Thursday, December 6: Premiere of Sand and Sorrow , a documentary on Darfur featuring Professor Samantha Power
SAND AND SORROW details the historically tragic events in Darfur that have given rise to an Arab-dominated government's willingness to kill and displace its own indigenous African people, and examines the international community's "legacy of failure" to respond to such profound crimes against humanity in the past. To date, as many as 400,000 civilians in Darfur have perished from violence, starvation and disease.
The documentary offers an exclusive look at the situation on the ground inside Darfur, drawing on unprecedented access to a contingent of African Union peacekeeping forces. SAND AND SORROW follows human rights activist John Prendergast, Harvard University professor Samantha Power and New York Times columnist Nicholas Kristof as they journey through burgeoning refugee camps along the Chad-Sudan border, past mass graves inside Darfur itself, and into offices of the United States Senate to plead on behalf of the innocents of Darfur. They have helped fuel a growing and vocal international advocacy movement that is determined to make the phrase "never again" mean something.

» **PROBLEM SET**:
1. Write out the documentary announcement word for word, starting with "Thursday, December 6: Premiere" and going on through "starvation and disease.".
2. Which people does the documentary announcement name?

» **DATA SHOWN**:
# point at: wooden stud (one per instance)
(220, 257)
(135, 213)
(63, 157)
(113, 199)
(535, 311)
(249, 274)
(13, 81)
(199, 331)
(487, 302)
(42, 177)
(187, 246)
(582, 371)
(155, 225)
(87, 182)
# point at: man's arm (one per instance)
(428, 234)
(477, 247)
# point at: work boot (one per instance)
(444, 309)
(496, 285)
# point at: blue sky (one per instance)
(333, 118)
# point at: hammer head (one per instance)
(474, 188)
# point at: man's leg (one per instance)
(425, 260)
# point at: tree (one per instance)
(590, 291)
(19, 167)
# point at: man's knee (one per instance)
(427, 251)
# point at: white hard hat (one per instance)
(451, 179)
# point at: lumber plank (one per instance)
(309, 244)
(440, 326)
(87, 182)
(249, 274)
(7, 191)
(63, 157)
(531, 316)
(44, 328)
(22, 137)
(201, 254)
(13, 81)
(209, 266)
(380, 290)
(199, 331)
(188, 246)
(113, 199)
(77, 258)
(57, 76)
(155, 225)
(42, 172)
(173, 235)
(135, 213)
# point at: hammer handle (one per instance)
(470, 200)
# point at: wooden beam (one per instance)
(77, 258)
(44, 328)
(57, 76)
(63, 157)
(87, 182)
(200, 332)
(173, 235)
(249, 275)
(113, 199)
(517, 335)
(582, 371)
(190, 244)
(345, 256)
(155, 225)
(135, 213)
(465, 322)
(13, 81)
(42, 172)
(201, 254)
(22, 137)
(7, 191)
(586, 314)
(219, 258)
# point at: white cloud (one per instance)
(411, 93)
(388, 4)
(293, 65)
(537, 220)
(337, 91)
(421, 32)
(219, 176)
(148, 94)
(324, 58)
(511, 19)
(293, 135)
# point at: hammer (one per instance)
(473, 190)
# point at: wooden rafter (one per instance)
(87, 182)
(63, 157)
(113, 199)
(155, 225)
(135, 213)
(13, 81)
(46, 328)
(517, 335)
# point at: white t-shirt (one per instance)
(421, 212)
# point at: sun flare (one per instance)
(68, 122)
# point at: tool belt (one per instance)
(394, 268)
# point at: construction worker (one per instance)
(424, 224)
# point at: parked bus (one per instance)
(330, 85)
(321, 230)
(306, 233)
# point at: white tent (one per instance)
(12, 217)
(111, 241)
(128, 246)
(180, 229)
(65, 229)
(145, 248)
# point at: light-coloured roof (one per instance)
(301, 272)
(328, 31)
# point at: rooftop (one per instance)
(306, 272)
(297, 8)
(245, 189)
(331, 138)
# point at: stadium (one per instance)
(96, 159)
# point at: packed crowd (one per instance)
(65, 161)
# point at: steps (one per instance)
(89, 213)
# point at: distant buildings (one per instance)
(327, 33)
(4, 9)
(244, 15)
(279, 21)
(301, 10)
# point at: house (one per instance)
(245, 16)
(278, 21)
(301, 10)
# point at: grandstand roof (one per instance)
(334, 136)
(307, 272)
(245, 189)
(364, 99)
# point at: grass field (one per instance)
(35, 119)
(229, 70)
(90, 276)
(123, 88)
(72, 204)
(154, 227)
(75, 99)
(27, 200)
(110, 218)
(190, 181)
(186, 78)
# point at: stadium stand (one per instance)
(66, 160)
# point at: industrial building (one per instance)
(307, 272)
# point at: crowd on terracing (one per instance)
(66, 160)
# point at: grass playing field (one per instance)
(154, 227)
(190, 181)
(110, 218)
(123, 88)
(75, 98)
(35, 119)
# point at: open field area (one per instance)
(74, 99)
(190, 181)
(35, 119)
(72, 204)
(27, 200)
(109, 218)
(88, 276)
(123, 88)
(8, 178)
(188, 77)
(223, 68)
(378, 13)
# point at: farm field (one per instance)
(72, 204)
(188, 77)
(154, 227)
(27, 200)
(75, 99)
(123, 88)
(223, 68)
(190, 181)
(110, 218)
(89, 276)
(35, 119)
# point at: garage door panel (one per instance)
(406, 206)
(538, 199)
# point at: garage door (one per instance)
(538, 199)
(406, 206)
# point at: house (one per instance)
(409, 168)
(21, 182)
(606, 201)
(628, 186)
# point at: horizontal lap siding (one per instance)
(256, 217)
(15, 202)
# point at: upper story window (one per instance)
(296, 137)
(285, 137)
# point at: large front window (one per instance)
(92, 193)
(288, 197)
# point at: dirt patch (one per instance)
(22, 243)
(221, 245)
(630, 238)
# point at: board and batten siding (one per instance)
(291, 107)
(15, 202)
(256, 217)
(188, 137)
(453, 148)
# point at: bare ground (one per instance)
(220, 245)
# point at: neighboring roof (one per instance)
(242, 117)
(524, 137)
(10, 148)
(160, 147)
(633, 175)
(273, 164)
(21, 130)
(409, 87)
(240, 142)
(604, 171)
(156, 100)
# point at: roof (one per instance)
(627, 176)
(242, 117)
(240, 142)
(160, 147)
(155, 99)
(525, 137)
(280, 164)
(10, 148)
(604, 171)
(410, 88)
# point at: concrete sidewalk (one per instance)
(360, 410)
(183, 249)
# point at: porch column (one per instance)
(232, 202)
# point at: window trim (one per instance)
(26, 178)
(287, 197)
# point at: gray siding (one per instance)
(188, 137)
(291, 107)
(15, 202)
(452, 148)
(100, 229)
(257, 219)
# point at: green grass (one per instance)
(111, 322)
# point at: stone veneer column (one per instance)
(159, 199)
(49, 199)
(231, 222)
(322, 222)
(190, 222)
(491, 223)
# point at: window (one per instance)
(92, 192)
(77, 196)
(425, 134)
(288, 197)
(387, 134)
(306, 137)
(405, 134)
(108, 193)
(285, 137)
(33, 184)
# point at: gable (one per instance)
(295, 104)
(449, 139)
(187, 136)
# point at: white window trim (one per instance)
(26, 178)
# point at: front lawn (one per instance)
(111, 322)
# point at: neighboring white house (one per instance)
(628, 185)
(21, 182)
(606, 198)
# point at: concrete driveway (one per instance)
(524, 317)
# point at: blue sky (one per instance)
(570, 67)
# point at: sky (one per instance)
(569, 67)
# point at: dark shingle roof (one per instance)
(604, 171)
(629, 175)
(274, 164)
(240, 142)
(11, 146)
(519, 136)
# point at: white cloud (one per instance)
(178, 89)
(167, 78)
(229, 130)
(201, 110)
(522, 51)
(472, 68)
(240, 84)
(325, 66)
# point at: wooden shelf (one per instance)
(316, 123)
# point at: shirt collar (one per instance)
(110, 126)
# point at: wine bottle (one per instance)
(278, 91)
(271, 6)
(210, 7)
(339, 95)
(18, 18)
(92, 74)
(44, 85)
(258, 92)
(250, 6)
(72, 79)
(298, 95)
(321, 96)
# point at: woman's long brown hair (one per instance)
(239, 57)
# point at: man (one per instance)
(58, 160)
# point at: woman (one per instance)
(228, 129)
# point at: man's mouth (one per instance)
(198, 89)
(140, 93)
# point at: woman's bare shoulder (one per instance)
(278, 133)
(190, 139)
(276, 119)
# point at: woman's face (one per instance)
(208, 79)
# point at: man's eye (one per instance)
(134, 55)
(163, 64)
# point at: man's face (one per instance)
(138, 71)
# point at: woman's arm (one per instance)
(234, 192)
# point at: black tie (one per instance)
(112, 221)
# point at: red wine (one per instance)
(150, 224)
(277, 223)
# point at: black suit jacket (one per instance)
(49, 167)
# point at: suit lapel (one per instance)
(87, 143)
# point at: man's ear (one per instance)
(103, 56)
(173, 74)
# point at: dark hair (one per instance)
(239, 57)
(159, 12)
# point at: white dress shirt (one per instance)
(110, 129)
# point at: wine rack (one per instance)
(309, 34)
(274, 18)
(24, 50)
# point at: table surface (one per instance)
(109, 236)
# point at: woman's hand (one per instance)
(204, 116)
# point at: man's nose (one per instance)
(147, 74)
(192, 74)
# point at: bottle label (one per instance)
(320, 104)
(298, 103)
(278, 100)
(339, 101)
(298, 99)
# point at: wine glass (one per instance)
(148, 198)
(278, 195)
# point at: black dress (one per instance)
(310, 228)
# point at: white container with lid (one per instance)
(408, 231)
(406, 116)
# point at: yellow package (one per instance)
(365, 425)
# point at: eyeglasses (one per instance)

» **EXERCISE SOLUTIONS**:
1.
Thursday, December 6: Premiere of Sand and Sorrow , a documentary on Darfur featuring Professor Samantha Power
SAND AND SORROW details the historically tragic events in Darfur that have given rise to an Arab-dominated government's willingness to kill and displace its own indigenous African people, and examines the international community's "legacy of failure" to respond to such profound crimes against humanity in the past. To date, as many as 400,000 civilians in Darfur have perished from violence, starvation and disease.

2. Samantha Power, John Prendergast, Nicholas Kristof